EXERCISES TO COMPLETE -
1. In the text excerpt on the "Big, Beautiful Bill," how much does the text say Republicans plan to cut from the food stamp program over the coming decade?
2. Carry on the commentary on the "Big, Beautiful Bill" from its last sentence.

What Donald Trump and Congressional Republicans refer to as their “Big, Beautiful Bill” should instead be called the “Class Warfare Act.” Masquerading as a budget and tax measure, this legislation would enact the largest transfer of wealth from the poor to the rich in American history.

Yes, under the bill passed by the House, the bottom 60% of income earners would, on average, avoid the $500 bump in taxes that would have resulted from the expiration of Trump’s 2017 tax cuts. But the top 1% of income earners would, on average, come out $60,000 per person better off. A feast at the top and crumbs for those below. But even the crumbs are illusory.

To partially fund the tax cut extension, along with a host of new tax cuts, Republicans plan to cut almost $300 billion from the food stamp program over the coming decade. Add to this an $800 billion reduction in Medicaid spending, which would result in between 10 and 13 million people losing health insurance.

It gets worse. Most of the tax cuts are not matched by spending cuts, which means that they are funded through increases in the national debt, estimated at roughly $4 trillion. This will add to the existing $36 trillion in Federal debt. A decade ago, the Federal debt was manageable in size and interest rates were low. No longer. The debt has ballooned as a result of pandemic-era spending while interest rates have risen.

Collected data
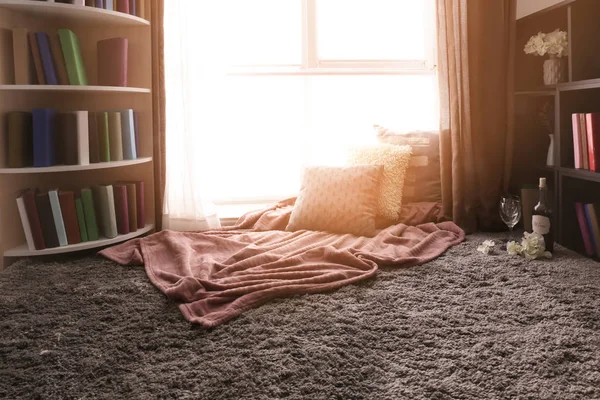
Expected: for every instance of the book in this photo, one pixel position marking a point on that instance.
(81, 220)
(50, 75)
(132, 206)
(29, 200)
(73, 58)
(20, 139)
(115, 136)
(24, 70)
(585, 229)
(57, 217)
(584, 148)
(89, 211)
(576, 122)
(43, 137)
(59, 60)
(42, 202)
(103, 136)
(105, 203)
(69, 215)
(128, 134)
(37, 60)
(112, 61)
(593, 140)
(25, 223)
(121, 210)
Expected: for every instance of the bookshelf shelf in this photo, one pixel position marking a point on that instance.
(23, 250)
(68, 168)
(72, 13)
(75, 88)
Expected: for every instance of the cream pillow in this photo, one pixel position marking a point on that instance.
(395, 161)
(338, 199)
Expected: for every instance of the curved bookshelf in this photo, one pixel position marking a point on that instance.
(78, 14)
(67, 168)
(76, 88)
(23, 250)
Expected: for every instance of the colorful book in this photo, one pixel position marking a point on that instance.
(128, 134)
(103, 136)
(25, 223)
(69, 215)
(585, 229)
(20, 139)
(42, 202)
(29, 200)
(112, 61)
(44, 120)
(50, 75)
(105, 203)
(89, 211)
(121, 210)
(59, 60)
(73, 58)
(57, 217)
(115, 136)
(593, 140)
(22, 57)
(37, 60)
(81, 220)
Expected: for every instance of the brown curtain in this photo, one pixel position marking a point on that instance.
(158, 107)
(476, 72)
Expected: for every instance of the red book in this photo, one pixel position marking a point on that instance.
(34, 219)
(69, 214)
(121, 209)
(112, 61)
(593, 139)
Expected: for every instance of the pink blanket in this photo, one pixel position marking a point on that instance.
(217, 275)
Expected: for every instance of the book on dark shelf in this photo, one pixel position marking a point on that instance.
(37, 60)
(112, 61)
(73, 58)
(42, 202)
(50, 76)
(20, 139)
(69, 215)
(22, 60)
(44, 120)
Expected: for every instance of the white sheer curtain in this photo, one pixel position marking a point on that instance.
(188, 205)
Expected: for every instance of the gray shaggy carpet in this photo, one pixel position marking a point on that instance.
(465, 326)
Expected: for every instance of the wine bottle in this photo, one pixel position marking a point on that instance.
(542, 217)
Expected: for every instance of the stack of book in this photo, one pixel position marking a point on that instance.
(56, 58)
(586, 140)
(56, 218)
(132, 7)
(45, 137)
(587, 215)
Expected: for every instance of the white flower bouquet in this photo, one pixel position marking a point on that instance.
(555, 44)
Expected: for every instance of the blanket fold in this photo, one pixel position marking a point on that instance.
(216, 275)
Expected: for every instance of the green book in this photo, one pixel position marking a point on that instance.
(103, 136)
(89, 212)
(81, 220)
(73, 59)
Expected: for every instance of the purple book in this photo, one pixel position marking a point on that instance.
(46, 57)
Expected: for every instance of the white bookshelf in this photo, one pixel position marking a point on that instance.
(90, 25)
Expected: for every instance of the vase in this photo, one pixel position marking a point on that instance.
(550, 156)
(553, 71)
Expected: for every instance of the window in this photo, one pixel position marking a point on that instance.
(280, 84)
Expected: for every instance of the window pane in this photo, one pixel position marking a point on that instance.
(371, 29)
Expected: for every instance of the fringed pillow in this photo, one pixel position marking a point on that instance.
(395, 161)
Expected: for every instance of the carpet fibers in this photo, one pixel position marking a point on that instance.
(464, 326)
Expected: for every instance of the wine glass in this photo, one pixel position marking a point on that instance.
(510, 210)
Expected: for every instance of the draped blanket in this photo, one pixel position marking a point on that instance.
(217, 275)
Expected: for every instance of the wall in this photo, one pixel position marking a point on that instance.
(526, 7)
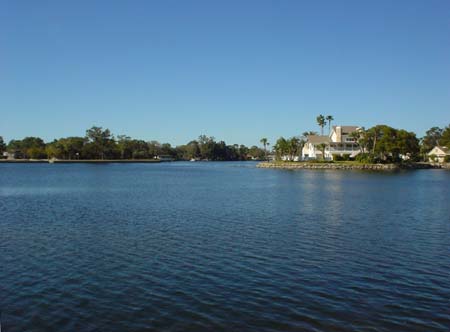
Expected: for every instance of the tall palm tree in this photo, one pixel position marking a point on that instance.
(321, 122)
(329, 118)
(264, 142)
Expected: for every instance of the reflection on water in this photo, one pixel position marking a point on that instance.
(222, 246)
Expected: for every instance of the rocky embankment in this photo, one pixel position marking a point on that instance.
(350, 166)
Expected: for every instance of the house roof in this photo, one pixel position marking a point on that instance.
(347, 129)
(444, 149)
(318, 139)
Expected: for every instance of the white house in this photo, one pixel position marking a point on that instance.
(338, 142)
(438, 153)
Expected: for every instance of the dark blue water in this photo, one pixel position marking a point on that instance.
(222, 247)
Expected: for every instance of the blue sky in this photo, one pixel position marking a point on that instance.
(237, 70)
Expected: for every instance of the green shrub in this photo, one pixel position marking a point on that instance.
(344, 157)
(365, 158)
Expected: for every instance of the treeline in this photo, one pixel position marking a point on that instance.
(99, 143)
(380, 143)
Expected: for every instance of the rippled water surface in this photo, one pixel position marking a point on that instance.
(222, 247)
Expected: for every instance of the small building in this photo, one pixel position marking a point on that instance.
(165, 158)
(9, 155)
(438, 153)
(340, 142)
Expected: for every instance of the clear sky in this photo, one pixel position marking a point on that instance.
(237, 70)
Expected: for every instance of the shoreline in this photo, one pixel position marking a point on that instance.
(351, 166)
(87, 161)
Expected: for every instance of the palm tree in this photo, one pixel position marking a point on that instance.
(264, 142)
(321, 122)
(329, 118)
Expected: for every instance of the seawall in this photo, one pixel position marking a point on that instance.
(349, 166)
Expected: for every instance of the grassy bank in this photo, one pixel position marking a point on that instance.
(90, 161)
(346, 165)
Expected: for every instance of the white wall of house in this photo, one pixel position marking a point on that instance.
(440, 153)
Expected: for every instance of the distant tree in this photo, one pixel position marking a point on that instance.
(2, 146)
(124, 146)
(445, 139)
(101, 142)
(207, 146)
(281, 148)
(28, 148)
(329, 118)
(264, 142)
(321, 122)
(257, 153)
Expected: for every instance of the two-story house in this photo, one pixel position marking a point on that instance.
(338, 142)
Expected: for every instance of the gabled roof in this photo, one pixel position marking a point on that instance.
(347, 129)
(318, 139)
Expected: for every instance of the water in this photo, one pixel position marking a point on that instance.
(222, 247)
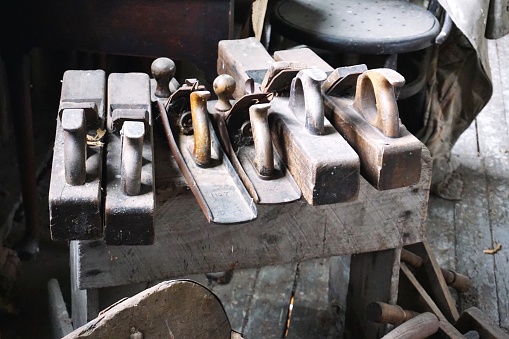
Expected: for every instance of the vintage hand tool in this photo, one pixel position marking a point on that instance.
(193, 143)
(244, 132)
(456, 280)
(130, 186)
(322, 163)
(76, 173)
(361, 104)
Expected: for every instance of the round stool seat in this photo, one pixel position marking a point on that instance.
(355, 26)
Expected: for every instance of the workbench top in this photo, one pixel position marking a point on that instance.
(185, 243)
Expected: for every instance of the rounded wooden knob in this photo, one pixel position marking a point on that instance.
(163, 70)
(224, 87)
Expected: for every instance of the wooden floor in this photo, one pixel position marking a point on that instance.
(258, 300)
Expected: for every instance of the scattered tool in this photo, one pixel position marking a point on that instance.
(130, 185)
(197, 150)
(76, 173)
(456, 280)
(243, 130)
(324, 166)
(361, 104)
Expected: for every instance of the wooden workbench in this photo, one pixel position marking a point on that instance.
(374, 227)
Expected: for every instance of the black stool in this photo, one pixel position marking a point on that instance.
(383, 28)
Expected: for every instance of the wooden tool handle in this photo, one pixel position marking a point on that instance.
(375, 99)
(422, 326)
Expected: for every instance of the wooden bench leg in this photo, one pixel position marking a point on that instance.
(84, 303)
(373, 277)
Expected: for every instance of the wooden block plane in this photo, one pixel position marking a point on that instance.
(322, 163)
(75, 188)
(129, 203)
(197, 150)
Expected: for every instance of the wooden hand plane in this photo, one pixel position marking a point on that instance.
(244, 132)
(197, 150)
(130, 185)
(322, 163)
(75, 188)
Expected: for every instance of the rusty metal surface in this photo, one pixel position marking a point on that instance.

WRITTEN ANSWERS -
1. Almost $300 billion.

2.
As a result, annual interest payments on the debt are approaching $1 trillion annually, exceeding even the defense budget. Reflecting worries about the sustainability of this trend, the credit rating agency Moody’s just downgraded U.S. treasuries for the first time in over a century. That move alone will cause investors to demand a higher risk premium when buying government securities. You can see the potential for a downward financial spiral.

There is more. By slashing green energy credits, the House bill would put the brakes on the massive surge in renewable energy investment of recent years and cede such industries to China while the U.S. remains wedded to the inferior and massively polluting technologies of the fossil fuel era. That means foregoing the millions of good-paying jobs that building out a post-fossil fuel economy would have created.

As with many of the moves that Trump and the Republican Party have taken over the past few months – including poisoning U.S. alliances, isolating the U.S. economy from global supply chains, undercutting U.S. leadership in higher education, diminishing American soft power, and much more – this peculiarly vicious piece of legislation seems surgically aimed at curtailing American power and prosperity.

The biggest irony, however, is that Republicans are engaged in a frontal assault on the very working-class voters who twice put Trump in the Oval Office. Indeed, Trump, his billionaire friends, and their loyal servants in the U.S. Congress are in the process of pulling off the greatest bait-and-switch in American history. Will Trump’s MAGA followers finally figure out that they got hoodwinked?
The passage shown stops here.